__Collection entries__
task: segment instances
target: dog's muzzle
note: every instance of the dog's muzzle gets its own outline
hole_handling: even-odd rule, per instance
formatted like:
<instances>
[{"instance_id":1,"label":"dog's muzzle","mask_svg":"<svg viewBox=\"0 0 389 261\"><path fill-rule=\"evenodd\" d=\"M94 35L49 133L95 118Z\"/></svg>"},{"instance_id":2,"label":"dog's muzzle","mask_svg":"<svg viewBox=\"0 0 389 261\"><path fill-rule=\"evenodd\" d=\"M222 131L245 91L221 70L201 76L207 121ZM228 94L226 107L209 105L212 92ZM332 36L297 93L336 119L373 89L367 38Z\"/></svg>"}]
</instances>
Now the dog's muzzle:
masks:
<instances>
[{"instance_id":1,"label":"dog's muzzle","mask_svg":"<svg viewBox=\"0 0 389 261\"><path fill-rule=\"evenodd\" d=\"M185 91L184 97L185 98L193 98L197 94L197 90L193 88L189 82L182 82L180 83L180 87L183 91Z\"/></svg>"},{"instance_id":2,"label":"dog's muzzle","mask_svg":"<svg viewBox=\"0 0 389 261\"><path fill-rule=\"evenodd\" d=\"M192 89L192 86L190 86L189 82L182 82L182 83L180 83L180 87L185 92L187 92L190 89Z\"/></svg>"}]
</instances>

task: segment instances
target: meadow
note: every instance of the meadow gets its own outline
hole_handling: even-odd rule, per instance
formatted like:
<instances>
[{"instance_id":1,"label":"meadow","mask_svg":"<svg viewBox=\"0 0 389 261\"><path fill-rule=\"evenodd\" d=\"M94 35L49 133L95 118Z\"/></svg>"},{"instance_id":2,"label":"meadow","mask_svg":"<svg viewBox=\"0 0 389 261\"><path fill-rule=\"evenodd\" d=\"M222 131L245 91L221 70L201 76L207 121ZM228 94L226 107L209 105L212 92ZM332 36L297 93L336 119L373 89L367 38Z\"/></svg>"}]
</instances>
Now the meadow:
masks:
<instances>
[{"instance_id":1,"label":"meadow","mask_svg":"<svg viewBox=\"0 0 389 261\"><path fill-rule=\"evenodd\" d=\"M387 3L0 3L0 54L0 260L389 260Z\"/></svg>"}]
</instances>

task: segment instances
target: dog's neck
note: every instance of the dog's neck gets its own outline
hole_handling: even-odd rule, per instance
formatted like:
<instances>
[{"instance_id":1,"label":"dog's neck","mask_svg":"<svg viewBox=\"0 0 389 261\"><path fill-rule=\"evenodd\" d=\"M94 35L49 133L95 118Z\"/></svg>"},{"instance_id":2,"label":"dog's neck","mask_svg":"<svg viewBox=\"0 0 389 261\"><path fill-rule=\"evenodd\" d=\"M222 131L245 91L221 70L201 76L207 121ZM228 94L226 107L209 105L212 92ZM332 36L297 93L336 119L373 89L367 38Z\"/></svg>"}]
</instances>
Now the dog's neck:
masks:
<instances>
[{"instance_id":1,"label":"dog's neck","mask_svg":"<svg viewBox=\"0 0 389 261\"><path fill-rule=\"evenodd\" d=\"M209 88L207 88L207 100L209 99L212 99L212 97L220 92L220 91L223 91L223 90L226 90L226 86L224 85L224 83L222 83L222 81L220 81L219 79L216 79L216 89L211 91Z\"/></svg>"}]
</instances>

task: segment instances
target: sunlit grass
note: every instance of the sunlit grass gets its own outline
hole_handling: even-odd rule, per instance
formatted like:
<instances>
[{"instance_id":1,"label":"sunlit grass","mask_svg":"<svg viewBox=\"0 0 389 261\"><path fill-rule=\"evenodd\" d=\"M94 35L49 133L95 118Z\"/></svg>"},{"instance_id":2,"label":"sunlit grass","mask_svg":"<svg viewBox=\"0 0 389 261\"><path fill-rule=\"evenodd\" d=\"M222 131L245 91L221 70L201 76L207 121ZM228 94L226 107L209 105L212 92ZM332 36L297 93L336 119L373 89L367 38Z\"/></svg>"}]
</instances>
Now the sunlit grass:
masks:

__Work request__
Only lines holding the string "outline" are wanted; gather each one from the entries above.

__Exercise response__
note: every instance of the dog's muzzle gets its own outline
note: every instance of the meadow gets its own outline
note: every instance of the dog's neck gets its own outline
note: every instance of the sunlit grass gets its own outline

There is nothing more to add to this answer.